>>>>
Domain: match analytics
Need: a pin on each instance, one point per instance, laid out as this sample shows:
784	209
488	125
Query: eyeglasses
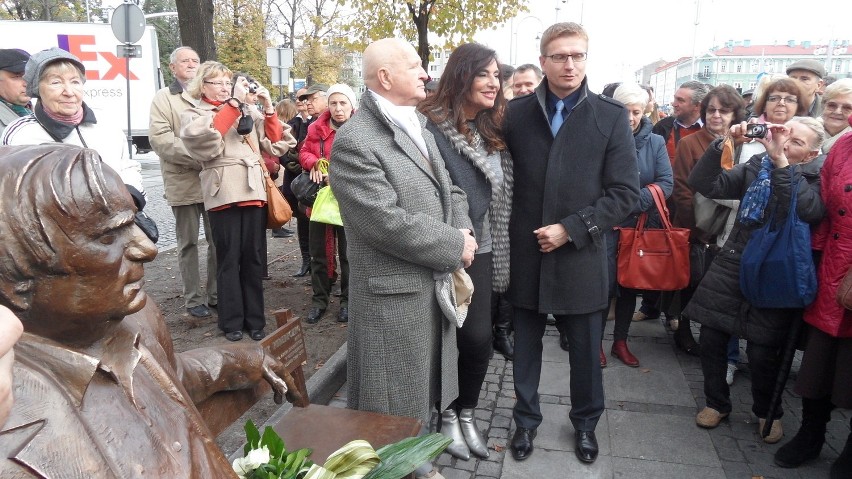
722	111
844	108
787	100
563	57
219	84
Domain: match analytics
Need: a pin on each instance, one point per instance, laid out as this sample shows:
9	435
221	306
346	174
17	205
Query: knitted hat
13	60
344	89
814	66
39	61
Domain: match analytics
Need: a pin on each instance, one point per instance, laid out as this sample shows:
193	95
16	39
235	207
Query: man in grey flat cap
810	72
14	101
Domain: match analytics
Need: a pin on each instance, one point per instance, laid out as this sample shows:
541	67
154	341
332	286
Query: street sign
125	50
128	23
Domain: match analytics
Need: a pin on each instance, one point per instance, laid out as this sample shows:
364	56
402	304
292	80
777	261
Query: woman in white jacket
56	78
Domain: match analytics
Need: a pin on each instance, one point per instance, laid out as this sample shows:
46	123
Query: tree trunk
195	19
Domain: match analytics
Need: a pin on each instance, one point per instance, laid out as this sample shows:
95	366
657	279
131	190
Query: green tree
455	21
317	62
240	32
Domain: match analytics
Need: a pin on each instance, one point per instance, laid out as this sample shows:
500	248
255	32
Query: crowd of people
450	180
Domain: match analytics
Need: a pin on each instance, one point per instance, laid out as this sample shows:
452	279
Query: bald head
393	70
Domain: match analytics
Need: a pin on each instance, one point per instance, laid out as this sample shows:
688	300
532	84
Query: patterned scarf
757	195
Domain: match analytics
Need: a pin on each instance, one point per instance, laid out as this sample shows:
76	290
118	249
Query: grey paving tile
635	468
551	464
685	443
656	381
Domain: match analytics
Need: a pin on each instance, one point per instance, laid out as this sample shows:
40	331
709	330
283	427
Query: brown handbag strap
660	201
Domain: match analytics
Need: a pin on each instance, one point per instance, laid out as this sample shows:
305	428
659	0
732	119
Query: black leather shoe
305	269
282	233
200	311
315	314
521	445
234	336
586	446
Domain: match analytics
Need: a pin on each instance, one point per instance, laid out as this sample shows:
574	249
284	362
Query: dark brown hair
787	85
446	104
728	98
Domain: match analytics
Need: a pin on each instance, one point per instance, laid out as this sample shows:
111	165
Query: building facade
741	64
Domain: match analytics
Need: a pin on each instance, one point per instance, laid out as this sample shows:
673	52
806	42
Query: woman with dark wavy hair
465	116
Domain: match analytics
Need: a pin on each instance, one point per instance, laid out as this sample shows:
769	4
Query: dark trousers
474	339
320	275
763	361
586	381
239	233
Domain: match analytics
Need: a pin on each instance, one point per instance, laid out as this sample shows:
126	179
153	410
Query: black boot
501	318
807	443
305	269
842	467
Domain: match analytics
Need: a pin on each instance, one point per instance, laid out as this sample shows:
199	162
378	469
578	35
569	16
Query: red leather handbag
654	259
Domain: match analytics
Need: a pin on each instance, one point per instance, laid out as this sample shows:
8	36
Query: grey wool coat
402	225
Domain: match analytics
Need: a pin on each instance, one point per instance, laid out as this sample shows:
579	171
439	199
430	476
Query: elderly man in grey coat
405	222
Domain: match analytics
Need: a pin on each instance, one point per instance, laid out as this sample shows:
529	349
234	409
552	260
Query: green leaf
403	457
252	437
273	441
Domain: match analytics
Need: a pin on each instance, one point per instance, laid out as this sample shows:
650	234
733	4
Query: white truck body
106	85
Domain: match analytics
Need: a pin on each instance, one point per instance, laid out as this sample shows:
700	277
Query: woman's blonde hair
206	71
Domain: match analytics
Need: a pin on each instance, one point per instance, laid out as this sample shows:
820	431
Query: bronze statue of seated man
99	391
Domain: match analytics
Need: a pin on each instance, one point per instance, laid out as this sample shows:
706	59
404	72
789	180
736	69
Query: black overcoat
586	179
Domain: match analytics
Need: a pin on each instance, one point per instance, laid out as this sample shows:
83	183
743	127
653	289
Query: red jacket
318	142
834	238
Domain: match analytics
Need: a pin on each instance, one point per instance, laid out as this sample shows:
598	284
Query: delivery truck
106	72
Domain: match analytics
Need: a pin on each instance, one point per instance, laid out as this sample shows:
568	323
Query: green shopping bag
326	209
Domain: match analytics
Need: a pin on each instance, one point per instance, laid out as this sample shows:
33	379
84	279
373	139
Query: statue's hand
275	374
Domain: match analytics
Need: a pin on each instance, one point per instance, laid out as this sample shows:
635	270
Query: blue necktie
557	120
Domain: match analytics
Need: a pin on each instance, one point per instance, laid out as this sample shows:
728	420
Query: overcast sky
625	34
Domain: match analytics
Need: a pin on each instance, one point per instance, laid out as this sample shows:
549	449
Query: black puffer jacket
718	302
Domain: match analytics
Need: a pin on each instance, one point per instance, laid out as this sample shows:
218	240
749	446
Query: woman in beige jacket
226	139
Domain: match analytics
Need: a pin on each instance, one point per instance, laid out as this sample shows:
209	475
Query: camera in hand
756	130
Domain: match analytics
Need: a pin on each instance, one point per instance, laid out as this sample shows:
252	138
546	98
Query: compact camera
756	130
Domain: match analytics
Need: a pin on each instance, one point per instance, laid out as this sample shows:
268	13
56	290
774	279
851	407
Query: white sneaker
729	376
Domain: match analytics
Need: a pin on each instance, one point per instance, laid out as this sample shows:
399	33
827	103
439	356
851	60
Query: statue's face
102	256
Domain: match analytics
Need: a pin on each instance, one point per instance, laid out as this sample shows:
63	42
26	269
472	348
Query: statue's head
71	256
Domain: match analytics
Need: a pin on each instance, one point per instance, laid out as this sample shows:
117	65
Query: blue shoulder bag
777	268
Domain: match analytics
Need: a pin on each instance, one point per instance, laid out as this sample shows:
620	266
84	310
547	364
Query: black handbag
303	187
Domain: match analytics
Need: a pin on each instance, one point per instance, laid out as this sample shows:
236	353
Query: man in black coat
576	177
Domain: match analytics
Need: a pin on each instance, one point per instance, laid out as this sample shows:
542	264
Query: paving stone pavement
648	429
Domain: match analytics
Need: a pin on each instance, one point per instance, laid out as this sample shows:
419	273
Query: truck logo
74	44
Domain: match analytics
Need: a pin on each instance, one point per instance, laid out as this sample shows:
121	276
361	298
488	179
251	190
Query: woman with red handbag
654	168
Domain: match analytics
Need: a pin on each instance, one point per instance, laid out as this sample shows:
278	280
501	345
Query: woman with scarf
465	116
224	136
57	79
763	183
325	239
<<<<
>>>>
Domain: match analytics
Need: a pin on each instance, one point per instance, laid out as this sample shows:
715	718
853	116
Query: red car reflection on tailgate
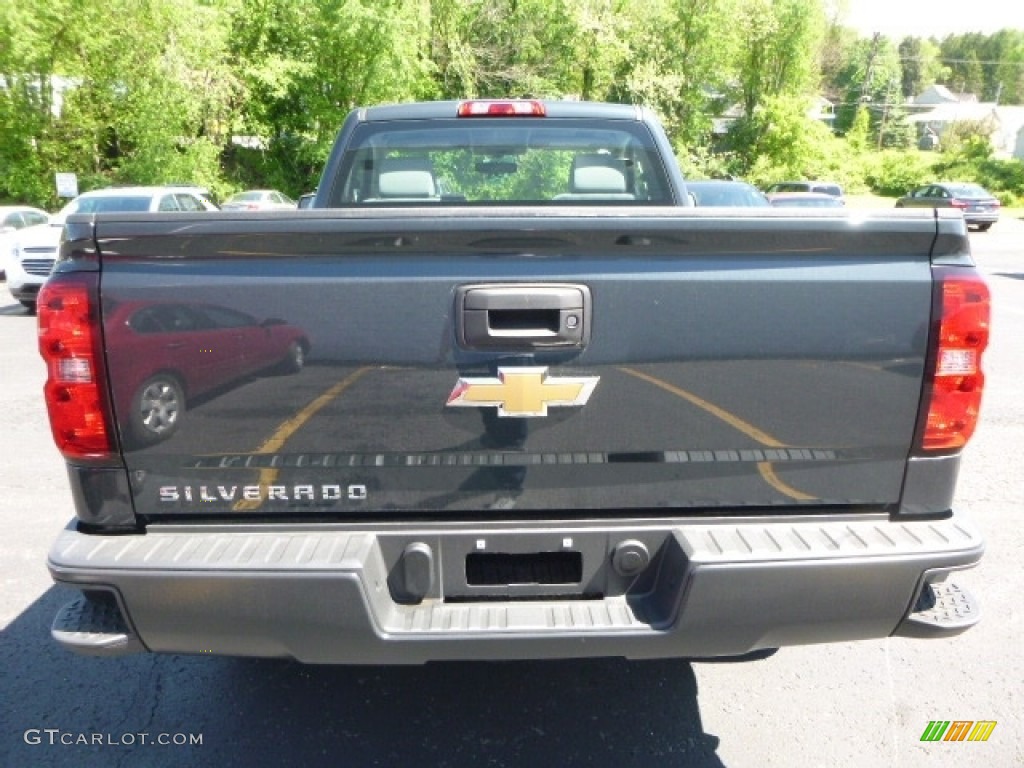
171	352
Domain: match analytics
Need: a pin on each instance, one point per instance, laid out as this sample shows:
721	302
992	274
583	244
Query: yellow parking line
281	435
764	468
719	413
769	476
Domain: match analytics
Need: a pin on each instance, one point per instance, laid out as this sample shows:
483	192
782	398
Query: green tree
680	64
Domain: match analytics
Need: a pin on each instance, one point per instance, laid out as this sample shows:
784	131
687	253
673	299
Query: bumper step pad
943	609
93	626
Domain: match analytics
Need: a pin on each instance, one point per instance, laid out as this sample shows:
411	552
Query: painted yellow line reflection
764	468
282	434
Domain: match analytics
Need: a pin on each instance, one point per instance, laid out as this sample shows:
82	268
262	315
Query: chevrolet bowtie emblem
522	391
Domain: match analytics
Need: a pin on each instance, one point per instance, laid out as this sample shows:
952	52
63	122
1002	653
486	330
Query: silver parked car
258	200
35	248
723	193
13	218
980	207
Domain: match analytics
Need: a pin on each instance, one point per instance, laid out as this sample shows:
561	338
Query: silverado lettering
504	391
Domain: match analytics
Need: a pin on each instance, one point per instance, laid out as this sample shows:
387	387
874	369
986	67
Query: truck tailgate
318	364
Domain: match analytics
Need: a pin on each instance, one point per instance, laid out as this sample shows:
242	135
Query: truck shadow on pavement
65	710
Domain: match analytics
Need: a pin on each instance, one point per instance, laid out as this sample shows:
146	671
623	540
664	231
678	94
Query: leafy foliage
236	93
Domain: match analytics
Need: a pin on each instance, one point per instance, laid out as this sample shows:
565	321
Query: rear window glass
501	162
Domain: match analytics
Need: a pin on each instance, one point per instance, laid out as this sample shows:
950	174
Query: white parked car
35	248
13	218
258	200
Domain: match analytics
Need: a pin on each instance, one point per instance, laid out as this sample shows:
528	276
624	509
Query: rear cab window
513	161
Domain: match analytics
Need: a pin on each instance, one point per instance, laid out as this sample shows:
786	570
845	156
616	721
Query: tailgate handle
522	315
<<<<
REQUEST:
Which lines in the data above contain the string "with"? Pick out every one and copy each in full, treating uppercase and lowercase as different.

EXERCISE SOLUTION:
Query: woman with dark wavy hair
Query: woman with red handbag
Query: woman with scarf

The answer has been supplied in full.